- [EXERCISE REQUIREMENTS] Reproduce word for word everything from the beginning of the items through the line containing "243], [41, 192]]]", including that line.

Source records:
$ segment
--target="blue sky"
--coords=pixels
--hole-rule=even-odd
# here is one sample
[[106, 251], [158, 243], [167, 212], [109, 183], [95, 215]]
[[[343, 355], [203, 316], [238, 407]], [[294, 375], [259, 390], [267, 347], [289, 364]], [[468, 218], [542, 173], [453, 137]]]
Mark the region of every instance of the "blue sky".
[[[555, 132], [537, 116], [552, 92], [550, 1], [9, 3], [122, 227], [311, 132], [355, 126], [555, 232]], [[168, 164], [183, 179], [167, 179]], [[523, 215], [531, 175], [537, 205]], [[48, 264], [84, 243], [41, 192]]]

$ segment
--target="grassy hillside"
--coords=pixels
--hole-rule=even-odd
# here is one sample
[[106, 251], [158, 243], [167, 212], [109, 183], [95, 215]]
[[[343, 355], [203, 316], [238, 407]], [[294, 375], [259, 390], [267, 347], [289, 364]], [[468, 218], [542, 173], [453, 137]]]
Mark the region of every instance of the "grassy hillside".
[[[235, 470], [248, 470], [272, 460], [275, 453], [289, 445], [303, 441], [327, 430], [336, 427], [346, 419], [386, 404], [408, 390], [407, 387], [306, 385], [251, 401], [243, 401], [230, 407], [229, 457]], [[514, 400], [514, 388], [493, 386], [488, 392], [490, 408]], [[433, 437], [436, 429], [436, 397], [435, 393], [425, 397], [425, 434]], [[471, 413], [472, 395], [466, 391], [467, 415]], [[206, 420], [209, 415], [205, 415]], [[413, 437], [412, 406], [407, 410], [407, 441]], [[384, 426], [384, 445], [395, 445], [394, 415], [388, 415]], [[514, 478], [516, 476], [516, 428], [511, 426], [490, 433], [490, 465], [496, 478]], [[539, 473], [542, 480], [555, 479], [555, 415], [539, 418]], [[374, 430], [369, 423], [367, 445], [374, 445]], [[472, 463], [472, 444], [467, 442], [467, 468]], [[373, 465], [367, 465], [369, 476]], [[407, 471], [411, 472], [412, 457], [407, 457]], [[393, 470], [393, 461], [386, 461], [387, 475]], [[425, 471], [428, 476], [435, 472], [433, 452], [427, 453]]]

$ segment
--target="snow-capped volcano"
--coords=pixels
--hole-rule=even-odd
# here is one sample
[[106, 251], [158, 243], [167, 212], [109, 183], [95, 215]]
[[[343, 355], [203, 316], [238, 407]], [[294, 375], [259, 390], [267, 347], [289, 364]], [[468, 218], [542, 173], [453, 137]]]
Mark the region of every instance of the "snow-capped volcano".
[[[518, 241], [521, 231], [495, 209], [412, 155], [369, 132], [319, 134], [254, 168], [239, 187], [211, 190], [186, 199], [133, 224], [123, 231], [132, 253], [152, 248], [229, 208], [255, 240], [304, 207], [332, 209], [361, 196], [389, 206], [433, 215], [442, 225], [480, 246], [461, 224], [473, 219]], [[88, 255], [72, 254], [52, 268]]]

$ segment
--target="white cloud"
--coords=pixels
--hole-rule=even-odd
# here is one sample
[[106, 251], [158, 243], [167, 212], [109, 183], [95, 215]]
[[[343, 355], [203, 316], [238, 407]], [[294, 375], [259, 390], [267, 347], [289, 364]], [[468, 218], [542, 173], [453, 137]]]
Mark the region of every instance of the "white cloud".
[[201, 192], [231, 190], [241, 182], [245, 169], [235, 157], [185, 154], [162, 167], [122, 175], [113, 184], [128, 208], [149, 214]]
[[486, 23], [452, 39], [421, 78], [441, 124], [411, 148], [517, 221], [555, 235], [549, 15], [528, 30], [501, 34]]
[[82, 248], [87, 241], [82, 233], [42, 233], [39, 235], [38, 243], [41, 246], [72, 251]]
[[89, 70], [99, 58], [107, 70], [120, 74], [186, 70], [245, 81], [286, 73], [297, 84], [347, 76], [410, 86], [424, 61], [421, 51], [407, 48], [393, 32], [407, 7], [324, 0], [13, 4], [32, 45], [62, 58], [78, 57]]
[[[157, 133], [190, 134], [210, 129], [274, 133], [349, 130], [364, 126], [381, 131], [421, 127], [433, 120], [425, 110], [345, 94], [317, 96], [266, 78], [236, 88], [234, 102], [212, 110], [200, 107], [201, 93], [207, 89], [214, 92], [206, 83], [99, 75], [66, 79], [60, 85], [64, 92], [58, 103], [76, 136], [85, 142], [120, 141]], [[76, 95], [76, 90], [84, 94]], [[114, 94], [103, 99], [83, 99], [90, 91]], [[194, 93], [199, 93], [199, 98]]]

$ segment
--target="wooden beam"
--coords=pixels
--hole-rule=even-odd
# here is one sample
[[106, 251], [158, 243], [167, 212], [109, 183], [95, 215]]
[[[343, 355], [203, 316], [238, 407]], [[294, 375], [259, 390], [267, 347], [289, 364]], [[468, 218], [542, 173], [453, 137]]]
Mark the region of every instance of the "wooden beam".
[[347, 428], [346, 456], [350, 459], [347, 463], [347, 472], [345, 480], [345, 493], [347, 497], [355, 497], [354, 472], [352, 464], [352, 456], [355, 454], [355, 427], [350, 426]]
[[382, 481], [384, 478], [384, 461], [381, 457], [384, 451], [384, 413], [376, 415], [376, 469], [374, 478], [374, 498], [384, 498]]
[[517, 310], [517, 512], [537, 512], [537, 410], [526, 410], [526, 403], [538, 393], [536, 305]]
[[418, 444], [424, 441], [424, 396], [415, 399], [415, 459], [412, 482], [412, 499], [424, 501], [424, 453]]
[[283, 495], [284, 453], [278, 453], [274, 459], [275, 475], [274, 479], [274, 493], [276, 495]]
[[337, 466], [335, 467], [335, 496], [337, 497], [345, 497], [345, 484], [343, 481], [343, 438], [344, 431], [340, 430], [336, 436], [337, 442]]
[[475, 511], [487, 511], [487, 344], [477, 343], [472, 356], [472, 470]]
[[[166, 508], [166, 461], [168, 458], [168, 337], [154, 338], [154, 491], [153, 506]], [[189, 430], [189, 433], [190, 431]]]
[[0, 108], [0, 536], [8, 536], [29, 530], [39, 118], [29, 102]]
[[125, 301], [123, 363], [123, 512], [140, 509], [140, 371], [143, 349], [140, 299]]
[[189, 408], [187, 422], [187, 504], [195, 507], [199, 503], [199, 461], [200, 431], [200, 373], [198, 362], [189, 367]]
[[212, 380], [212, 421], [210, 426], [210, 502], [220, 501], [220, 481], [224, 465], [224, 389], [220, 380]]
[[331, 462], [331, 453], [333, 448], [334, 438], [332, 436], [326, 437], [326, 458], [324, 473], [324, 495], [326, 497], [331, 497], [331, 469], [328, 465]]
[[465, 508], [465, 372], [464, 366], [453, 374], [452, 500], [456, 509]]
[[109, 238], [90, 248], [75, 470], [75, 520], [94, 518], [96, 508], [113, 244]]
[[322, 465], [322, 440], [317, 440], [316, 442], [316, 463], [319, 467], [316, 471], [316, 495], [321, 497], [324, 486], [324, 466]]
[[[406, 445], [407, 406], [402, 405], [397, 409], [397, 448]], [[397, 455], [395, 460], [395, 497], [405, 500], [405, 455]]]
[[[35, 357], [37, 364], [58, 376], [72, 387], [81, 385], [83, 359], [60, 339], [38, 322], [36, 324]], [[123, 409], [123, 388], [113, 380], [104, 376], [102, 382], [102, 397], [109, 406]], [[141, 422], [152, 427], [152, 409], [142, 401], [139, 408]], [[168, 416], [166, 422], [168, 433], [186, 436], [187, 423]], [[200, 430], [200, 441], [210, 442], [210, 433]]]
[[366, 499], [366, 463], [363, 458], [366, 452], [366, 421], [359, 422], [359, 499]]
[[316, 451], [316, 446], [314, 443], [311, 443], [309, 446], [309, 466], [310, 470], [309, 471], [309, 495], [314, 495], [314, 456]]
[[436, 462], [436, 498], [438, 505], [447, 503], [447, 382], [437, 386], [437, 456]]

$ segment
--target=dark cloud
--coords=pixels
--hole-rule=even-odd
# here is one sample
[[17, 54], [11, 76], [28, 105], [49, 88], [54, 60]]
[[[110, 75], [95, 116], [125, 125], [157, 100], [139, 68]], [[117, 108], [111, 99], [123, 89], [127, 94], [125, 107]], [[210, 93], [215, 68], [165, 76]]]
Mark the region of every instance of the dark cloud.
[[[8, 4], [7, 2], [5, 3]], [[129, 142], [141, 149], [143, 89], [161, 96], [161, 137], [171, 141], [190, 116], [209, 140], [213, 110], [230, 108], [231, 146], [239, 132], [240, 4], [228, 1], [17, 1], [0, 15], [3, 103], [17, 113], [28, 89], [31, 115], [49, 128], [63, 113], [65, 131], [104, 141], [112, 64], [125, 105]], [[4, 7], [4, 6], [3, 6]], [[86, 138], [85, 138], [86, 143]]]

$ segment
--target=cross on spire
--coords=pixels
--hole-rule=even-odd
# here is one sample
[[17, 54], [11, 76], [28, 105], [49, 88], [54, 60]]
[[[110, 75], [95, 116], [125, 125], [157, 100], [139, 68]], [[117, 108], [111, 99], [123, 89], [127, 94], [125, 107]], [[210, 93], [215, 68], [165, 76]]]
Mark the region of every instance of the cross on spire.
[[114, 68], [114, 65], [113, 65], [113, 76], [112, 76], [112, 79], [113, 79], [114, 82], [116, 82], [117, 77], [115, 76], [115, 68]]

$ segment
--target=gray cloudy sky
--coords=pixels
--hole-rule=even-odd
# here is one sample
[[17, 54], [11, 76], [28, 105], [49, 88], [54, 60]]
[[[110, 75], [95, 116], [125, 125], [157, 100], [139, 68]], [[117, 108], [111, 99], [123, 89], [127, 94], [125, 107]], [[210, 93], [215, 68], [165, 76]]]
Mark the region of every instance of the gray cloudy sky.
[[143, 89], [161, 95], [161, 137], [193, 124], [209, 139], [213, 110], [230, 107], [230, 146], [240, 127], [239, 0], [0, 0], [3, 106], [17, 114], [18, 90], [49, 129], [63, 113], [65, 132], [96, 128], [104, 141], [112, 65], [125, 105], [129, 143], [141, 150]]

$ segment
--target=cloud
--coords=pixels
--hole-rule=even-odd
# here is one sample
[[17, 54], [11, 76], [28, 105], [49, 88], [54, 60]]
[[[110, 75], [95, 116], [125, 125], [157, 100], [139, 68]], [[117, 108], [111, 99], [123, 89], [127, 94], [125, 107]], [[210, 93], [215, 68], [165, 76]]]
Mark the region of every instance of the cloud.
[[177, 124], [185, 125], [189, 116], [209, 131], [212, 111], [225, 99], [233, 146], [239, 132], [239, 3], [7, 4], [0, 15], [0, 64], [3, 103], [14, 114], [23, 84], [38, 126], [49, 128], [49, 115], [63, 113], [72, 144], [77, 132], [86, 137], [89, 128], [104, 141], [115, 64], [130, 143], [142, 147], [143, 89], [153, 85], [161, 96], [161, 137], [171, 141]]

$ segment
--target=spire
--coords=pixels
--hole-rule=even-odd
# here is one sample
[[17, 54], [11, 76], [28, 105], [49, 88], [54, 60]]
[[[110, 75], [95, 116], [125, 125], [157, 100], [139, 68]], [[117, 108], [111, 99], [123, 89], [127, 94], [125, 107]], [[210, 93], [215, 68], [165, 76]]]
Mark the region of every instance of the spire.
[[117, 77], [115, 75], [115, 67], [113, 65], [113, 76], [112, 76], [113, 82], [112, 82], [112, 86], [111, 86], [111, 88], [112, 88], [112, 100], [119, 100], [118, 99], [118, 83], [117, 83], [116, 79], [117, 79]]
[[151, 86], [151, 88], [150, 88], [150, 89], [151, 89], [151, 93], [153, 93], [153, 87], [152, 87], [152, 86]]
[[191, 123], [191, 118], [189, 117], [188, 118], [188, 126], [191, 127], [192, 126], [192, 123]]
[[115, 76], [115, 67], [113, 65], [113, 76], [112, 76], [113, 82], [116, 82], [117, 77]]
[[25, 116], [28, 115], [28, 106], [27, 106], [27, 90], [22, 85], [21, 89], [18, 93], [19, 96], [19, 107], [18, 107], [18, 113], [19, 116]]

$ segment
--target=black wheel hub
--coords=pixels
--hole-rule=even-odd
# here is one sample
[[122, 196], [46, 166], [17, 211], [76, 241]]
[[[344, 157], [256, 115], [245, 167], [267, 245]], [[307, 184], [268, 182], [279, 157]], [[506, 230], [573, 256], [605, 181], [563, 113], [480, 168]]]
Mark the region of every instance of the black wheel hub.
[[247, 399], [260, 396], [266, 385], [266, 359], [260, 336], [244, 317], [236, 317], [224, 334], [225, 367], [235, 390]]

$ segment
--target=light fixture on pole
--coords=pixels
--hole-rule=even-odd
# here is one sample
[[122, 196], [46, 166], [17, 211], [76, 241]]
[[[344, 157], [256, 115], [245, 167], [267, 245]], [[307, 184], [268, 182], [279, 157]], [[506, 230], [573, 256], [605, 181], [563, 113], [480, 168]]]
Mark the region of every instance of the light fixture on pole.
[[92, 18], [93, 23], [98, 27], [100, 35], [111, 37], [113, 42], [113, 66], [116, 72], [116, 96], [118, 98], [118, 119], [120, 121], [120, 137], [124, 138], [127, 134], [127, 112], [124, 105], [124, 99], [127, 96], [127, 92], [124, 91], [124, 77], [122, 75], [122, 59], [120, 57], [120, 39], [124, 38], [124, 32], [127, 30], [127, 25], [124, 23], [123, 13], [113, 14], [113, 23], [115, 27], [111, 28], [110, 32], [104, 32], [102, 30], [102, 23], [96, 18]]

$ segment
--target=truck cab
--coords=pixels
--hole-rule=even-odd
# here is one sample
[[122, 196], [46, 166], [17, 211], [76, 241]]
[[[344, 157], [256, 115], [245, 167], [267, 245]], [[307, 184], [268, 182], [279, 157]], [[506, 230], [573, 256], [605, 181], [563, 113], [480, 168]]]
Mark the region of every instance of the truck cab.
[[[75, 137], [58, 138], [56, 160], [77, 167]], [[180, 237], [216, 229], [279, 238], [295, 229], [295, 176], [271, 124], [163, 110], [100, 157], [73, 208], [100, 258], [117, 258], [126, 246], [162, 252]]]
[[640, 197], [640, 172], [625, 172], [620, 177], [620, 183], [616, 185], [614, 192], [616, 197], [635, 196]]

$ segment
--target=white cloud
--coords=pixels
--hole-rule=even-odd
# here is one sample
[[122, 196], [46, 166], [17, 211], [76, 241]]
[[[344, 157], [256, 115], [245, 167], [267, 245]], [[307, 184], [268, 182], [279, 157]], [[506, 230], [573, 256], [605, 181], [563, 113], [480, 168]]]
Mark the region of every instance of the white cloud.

- [OUTPUT OF THE EXERCISE]
$ segment
--target="blue sky"
--coords=pixels
--hole-rule=even-odd
# here is one sample
[[106, 251], [158, 243], [167, 212], [109, 183], [95, 215]]
[[[343, 355], [203, 316], [238, 407]], [[294, 375], [259, 390], [267, 347], [289, 364]], [[468, 218], [542, 173], [453, 137]]]
Mark the region of every instance of the "blue sky".
[[[555, 132], [537, 116], [552, 92], [550, 1], [9, 3], [122, 227], [311, 132], [355, 126], [555, 232]], [[168, 164], [183, 179], [167, 179]], [[523, 215], [531, 175], [537, 205]], [[48, 264], [84, 243], [41, 192]]]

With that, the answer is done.